=== Exercise passage ===

LIGHTWEIGHT HYBRID U-NET WITH VISION TRANSFORMER BLOCKS FOR CROSS-DOMAIN MEDICAL IMAGE SEGMENTATION

Inanemoh Jossy; Jubril Abu Al-Amin; Isah Mohammed Monday

DJCCMT

Delta Journal of Computing, Communications and Media Technologies

ISSN:3092-8478

Advancing research and innovation at the intersection of computing technology and media. A publication of Southern Delta University, Ozoro.

Delta Journal of Computing, Communications and Media Technologies(DJCCMT) is an open access double-blind peer reviewed and refereed Journal that brings together reasoned thoughts, research, and industry practice in areas of Computing, Artificial Intelligence, Robotics, System Engineering, Data Science, Analytics, Embedded Systems, Information and System Security, Media Studies, Communication Technologies, Information Science, Library Science, Educational Technologies, Applied Computing, and related disciplines in a reader-friendly format. The Journal is published online monthly with print version issue in February, May, August and November.

===

### Tasks to carry out
(a) Answer these questions using the journal page:
(i) What ISSN does it give?
(ii) Which university publishes the journal?
(iii) In which months does the print version appear?
(b) List every author named on the journal page.
(c) Rewrite the journal page between "Inanemoh Jossy; Jubril" and "Delta University, Ozoro.", inclusive, replacing "innovation" with "discovery".

=== Supplied information ===

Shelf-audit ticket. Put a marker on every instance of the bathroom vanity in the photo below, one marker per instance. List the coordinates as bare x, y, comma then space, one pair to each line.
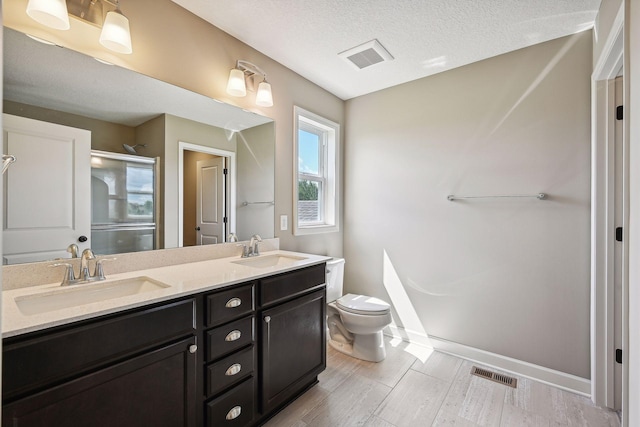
215, 353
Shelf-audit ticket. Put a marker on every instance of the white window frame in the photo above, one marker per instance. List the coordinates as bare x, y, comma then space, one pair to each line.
328, 172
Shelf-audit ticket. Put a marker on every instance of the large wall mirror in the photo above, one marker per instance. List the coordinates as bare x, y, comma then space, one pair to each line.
214, 163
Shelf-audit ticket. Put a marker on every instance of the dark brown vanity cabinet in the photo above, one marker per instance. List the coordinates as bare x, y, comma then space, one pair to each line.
292, 334
230, 357
132, 369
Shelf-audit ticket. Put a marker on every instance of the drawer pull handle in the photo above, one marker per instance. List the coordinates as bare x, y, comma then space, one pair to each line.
233, 335
233, 369
234, 413
233, 302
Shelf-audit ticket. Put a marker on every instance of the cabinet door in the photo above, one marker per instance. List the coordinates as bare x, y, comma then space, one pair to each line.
293, 347
154, 389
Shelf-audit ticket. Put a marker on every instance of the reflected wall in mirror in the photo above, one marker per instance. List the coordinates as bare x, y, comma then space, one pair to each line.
118, 106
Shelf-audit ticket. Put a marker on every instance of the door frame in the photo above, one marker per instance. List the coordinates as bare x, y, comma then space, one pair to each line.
602, 221
230, 186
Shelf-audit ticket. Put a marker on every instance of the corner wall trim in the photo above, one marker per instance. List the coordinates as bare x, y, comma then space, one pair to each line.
564, 381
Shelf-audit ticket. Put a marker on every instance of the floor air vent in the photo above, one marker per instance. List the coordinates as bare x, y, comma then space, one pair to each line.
495, 377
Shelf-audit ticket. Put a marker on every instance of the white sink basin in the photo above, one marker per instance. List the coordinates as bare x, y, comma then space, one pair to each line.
265, 261
75, 295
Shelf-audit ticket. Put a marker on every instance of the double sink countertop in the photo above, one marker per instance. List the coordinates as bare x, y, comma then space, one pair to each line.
39, 307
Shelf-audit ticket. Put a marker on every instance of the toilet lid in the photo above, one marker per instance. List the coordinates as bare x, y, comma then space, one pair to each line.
362, 304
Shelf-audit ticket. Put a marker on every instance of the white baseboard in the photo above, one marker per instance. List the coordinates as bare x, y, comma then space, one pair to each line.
538, 373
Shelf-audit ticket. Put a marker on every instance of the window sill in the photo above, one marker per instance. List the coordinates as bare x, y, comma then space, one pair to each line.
315, 229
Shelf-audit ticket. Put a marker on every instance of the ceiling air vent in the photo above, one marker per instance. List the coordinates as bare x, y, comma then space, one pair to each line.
366, 54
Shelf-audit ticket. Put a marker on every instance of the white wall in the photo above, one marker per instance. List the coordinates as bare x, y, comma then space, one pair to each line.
506, 276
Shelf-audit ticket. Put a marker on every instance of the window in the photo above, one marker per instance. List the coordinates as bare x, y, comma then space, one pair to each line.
315, 190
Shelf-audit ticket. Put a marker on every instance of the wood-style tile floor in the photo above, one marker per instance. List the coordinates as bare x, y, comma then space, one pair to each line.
415, 387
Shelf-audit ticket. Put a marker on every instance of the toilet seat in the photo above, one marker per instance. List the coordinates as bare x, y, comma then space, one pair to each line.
363, 305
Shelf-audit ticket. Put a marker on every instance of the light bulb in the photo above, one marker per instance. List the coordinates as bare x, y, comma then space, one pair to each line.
235, 85
115, 33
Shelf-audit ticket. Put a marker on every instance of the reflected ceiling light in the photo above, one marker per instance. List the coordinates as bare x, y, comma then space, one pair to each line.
115, 34
246, 72
52, 13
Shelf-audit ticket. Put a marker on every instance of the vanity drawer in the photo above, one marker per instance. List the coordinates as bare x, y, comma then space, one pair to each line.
227, 338
288, 285
230, 370
235, 408
228, 305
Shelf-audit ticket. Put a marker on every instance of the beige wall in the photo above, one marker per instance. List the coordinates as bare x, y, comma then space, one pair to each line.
105, 136
507, 276
255, 172
175, 46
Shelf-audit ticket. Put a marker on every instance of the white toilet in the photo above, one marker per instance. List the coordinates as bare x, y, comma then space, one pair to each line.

===

### Results in order
(a)
(i) 3092-8478
(ii) Southern Delta University, Ozoro
(iii) February, May, August and November

(b)
Inanemoh Jossy
Jubril Abu Al-Amin
Isah Mohammed Monday

(c)
Inanemoh Jossy; Jubril Abu Al-Amin; Isah Mohammed Monday

DJCCMT

Delta Journal of Computing, Communications and Media Technologies

ISSN:3092-8478

Advancing research and discovery at the intersection of computing technology and media. A publication of Southern Delta University, Ozoro.